■ Problem details: What is needed is an exact copy of the records below, minus any pictures.

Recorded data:
****************************************

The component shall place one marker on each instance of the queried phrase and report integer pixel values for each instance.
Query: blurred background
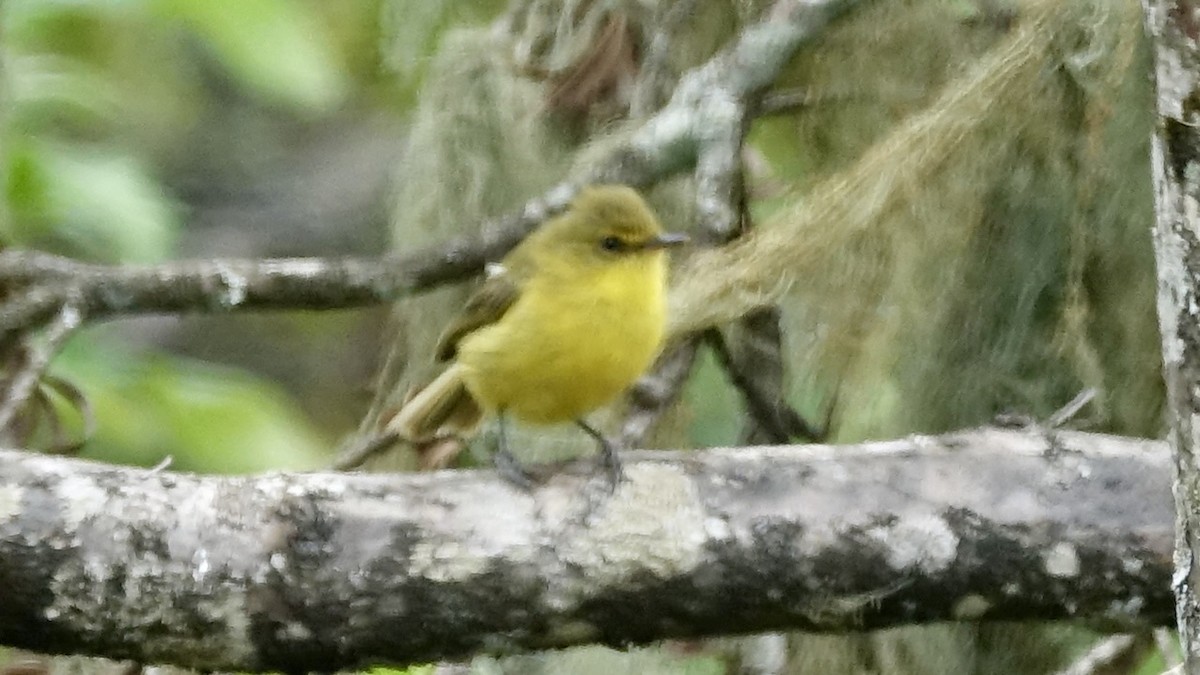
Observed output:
(141, 131)
(1009, 273)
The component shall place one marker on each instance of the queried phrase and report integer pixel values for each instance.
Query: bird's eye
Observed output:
(612, 244)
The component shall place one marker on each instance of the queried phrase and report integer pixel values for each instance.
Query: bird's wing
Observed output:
(501, 288)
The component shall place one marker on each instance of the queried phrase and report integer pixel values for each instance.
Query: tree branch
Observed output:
(667, 143)
(323, 572)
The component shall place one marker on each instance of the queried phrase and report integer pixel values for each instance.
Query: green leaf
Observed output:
(275, 47)
(208, 418)
(103, 205)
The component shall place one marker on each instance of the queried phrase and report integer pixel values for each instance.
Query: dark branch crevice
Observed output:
(327, 572)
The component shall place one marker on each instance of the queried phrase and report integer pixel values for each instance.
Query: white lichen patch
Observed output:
(654, 525)
(445, 561)
(81, 499)
(921, 541)
(1061, 560)
(10, 502)
(971, 607)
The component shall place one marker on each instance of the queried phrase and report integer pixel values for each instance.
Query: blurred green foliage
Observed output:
(94, 96)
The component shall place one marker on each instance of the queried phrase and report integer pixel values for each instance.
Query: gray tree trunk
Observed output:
(1175, 159)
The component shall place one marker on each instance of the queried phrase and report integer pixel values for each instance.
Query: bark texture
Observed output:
(323, 572)
(1174, 28)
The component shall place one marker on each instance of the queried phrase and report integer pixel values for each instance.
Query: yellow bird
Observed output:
(565, 323)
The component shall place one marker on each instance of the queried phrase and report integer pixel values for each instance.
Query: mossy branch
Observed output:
(329, 572)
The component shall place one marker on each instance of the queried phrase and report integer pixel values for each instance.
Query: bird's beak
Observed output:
(667, 240)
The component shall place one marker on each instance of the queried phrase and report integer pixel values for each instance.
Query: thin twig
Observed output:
(654, 393)
(1068, 412)
(27, 376)
(777, 418)
(363, 447)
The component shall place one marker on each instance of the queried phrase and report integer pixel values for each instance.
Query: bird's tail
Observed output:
(443, 408)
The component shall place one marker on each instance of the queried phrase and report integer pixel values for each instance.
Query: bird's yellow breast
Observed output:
(571, 342)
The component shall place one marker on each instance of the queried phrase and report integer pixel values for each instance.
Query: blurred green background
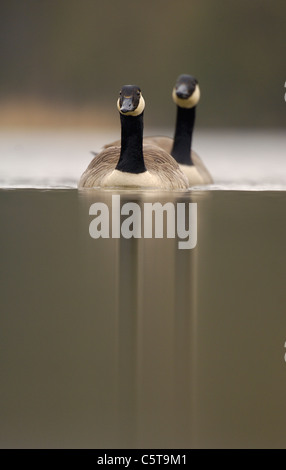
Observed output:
(74, 55)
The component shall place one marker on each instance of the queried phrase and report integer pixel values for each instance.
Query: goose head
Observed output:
(130, 101)
(186, 92)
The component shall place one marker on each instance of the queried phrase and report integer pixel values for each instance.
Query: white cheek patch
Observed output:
(189, 102)
(140, 108)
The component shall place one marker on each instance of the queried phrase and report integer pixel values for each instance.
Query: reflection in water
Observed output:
(134, 343)
(153, 360)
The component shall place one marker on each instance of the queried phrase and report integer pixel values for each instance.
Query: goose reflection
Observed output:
(153, 323)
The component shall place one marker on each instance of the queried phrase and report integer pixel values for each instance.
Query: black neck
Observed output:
(131, 158)
(182, 146)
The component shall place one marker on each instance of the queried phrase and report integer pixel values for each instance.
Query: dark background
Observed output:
(78, 53)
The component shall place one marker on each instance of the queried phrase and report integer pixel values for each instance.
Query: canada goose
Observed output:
(186, 95)
(131, 164)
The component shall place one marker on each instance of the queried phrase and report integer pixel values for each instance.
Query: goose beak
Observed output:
(127, 105)
(183, 92)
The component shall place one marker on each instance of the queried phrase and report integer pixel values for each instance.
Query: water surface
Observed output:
(133, 342)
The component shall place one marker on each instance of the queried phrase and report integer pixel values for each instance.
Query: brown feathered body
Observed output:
(166, 143)
(163, 172)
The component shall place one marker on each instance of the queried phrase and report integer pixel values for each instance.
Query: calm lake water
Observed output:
(121, 343)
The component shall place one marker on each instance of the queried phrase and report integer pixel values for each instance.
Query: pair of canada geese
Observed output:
(152, 162)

****************************************

■ Task solution:
The component shall place one marker on each instance of the queried phrase and report integer pixel values for each instance.
Query: blurred background
Observed output:
(141, 131)
(1009, 273)
The component shall place one marker on each instance of the queried phrase and report integer pixel values for each instance.
Query: bird's eye
Observed output:
(612, 244)
The component shall place one marker on each instance of the queried phrase and report integer pixel values for each instance.
Query: bird's wing
Observed output:
(501, 288)
The component shall place one marker on each instance of the queried phrase and report integer pixel values for each instance.
Query: tree branch
Observed output:
(667, 143)
(323, 572)
The component shall place one marker on each instance of the queried phrase and report integer pixel values for each instance.
Query: green leaf
Observed output:
(275, 47)
(208, 418)
(103, 205)
The component shall place one marker on each instance of the queried phrase and report integer pixel values for each instance.
Query: dark branch crevice
Observed output:
(327, 572)
The component shall place one marker on each instance of the queried phrase and report integer pixel values for each instance.
Query: white lichen patch
Observed output:
(654, 525)
(445, 561)
(81, 499)
(921, 541)
(1061, 560)
(10, 502)
(971, 607)
The component shall place one marker on each instance of the queried phrase and report integer pixel values for each instance.
Query: blurred green foliage
Observed output:
(94, 96)
The component shall place one marker on each instance of the queried phrase and report integer pixel values for each instance.
Query: gray tree trunk
Observed output:
(1175, 159)
The component shall place one marker on each instance of the queried phrase and report integer pixel values for each instance.
Query: bark texture
Observed output:
(323, 572)
(1174, 28)
The component shall place one marker on each instance of the queried phrase and report integer pixel values for each instance.
Query: yellow bird
Observed output:
(565, 323)
The component shall place one marker on each instance of the queried phrase and report integer pixel values for each instance.
Query: mossy branch
Observed output:
(329, 572)
The component shall place one marker on each instance of the queried phrase and report integer pixel values for each instance.
Query: bird's beak
Observed output:
(667, 240)
The component shall place one marker on each instance of the queried phrase and report integer pixel values for each instance.
Query: thin twig
Observed output:
(654, 393)
(1068, 412)
(27, 376)
(777, 418)
(363, 447)
The component shall place one marker on each instance of the queried phrase and report integer pixel values for each instance.
Query: bird's tail
Observed output:
(443, 408)
The component shall place one marker on each instance of the queried phrase and report integer pixel values for each instance.
Query: bird's yellow breast
Observed output:
(571, 342)
The component shall place one marker on each instance of the queried phrase and report integer pixel values for each instance.
Query: blurred green background
Observed output:
(74, 55)
The component shall place one marker on each instance of the queried phrase and report integer pixel values for each instance.
Query: goose head
Observed output:
(130, 101)
(186, 92)
The component shall place one marker on each instance of the queried phrase and report integer pixel values for each instance.
Query: white cheek patch
Observed output:
(189, 102)
(140, 108)
The component shall place one marker on each instance of the queried phrase and report integer pixel values for each instance.
Query: reflection in water
Observed output:
(134, 343)
(153, 360)
The component shall place one marker on each instance of the queried phrase and report integer pixel values for each instance.
Query: goose reflection
Observed output:
(153, 323)
The component shall place one marker on each instance of the queried phrase and report integer pixel values for each instance.
Query: black neck
Observed output:
(131, 158)
(182, 146)
The component shall place one marker on each instance of the queried phrase and report integer pixel values for each instance.
Query: dark background
Observed output:
(78, 53)
The component shall place one marker on each instance of the queried phrase and report integer pixel values for each instance.
Query: canada goose
Observed output:
(186, 95)
(131, 164)
The component shall place one marker on each instance of the queried phrase and report integer pixel values for each instance.
Query: goose beak
Observed output:
(127, 105)
(183, 92)
The component shall place one marker on each instance of the queried phrase and report integer pixel values for each instance.
Query: water surface
Observed output:
(133, 342)
The component shall place one marker on each instance of the queried phrase and report integer pixel values for each instance.
Query: brown feathered body
Observed output:
(166, 143)
(163, 172)
The component shall place one marker on each instance of the queried phrase and report integer pixel values for each instance.
Query: calm lake water
Observed output:
(121, 343)
The component shall place one marker on each instance of the queried phrase and report integer pixel values for each instance.
Query: pair of canada geese
Observed output:
(152, 162)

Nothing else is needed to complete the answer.